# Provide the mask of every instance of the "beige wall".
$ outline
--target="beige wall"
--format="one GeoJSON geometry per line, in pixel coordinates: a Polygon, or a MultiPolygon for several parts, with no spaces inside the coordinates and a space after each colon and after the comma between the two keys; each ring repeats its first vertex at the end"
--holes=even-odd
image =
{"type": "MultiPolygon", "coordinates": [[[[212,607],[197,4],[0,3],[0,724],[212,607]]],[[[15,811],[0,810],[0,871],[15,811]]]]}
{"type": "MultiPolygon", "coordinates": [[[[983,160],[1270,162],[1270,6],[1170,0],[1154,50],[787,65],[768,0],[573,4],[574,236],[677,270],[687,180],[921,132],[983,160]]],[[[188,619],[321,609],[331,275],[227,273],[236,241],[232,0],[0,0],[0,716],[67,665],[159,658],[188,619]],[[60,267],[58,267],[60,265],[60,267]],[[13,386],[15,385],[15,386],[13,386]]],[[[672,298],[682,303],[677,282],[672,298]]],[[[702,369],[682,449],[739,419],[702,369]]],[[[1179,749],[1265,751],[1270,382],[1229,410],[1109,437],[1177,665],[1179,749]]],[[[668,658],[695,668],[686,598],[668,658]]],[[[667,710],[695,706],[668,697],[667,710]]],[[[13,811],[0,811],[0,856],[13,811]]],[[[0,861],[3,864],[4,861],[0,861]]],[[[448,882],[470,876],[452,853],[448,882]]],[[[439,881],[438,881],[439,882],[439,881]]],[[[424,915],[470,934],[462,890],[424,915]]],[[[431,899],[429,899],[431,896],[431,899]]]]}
##############################
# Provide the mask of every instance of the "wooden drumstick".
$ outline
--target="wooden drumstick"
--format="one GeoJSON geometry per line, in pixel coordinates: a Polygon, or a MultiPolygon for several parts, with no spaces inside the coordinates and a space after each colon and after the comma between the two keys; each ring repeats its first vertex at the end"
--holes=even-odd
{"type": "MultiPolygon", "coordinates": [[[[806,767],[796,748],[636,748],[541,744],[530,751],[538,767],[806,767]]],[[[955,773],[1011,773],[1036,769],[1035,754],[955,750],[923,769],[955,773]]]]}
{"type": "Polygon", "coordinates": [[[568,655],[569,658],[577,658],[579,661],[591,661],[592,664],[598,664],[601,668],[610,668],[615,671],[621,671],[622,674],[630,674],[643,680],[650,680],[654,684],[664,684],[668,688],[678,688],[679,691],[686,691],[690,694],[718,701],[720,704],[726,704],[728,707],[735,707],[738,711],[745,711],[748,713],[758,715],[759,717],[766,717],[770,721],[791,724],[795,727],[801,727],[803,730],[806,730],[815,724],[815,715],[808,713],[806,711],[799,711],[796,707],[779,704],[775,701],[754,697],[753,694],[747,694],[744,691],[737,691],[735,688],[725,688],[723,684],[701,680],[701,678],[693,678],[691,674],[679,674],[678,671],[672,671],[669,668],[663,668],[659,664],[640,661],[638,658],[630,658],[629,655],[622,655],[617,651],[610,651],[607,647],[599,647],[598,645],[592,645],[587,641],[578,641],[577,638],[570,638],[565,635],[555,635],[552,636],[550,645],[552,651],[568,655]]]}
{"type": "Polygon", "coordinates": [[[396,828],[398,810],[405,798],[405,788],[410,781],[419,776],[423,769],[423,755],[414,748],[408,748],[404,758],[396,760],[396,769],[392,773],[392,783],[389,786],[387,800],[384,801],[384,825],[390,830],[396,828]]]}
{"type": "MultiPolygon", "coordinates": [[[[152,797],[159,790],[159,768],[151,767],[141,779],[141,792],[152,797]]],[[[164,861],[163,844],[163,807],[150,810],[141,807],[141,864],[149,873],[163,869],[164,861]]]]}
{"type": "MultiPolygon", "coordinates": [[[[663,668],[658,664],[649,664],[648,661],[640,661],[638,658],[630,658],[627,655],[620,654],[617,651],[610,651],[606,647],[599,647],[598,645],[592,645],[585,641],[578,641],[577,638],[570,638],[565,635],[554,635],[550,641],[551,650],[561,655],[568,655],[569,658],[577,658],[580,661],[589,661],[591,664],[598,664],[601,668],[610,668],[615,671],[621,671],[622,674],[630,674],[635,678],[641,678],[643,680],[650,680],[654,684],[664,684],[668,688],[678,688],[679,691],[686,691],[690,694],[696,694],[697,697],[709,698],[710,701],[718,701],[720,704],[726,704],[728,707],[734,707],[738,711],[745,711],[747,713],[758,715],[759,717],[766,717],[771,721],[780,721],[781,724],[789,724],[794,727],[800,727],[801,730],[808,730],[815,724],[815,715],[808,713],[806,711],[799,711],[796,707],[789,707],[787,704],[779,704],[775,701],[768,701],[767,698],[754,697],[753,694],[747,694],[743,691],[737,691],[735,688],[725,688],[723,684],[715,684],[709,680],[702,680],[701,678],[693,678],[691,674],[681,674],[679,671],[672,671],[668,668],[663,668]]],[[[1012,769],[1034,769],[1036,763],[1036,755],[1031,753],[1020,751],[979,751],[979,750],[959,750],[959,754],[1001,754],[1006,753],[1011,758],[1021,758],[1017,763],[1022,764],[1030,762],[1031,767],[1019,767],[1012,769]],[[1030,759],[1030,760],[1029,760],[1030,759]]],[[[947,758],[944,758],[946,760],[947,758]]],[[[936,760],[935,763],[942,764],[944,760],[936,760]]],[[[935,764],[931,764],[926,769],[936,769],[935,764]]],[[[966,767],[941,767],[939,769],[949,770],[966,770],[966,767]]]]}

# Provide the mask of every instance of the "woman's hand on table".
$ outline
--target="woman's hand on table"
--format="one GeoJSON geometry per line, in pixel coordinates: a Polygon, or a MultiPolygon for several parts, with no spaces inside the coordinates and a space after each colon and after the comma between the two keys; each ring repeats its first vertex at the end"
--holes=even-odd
##############################
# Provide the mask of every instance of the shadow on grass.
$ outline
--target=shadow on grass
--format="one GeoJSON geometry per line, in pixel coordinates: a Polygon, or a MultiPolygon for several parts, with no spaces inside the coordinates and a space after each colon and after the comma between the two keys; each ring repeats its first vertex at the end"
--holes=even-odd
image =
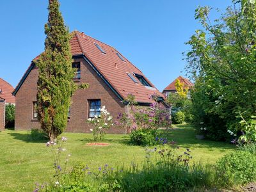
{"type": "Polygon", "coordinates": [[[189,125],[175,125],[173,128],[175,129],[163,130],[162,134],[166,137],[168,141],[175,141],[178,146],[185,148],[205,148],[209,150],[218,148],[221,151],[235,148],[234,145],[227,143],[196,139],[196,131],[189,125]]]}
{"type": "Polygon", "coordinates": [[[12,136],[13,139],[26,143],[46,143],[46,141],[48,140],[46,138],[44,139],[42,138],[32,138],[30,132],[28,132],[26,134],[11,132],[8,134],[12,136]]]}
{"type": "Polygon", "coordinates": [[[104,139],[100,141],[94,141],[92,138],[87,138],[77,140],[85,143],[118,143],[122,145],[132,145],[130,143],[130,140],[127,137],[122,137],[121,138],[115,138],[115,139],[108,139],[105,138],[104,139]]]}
##############################
→ Stated goal: Which lines of the data above contain the string "wall"? Show each of them in full.

→ Problem solution:
# Provide the mask of every instance of the "beige wall".
--target="beige wall"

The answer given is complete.